(PROBLEM): Copy out the entries from the line containing "Mark a dot on each instance of the blue metal" through the end of the entries, leaving every line unchanged except that each coordinate in the answers is shifted up by 15.

(SUPPLIED INFORMATION):
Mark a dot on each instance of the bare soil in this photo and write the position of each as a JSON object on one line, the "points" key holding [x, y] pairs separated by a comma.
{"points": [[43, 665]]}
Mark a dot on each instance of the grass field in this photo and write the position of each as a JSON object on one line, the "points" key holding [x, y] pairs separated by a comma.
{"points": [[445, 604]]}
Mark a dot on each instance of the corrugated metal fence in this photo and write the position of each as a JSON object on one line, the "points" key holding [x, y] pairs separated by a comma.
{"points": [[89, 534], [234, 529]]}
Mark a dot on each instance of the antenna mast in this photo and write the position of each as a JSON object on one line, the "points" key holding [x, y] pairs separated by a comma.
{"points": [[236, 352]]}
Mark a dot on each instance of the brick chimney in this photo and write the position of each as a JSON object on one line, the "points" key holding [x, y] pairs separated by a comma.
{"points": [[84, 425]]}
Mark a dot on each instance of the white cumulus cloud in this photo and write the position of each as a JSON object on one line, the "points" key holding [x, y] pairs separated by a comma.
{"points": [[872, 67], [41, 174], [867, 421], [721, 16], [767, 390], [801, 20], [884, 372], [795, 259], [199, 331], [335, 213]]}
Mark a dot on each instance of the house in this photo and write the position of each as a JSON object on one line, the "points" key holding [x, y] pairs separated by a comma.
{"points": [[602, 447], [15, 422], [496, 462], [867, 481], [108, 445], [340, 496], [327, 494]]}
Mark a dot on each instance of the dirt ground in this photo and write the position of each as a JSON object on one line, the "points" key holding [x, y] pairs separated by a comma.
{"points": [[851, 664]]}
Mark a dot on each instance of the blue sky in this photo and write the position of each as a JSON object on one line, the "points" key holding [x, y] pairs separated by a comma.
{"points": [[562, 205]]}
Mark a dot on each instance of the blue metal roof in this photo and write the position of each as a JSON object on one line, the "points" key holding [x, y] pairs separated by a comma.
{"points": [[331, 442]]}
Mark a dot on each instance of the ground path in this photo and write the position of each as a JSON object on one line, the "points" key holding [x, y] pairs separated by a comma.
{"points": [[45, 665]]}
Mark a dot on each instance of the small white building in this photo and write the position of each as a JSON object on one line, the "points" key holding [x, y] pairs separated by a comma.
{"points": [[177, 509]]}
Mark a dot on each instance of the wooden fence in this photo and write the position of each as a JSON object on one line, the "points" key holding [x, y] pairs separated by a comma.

(COMPLETE OUTPUT):
Mark a dot on each instance of the blue metal roof in this photo and write the position of each as a JSON object on one line, the "points" key holding [x, y] pairs separated by a comma.
{"points": [[346, 457]]}
Mark a dot on each instance of the ground path in this photo and write the position of each as a JSON object on one line, the "points" key holding [x, y] pairs separated by a comma.
{"points": [[60, 680]]}
Mark a dot on each instance of the small white building in this photo and write the position of each as a JSON object on one line, the "points" key holding [x, y] pairs separated by a comma.
{"points": [[192, 524]]}
Mark a dot on each instance of the wooden fence in this photo and write the position of each as a JSON object on one line, the "points" key holding [x, y] pairs separated by a comma.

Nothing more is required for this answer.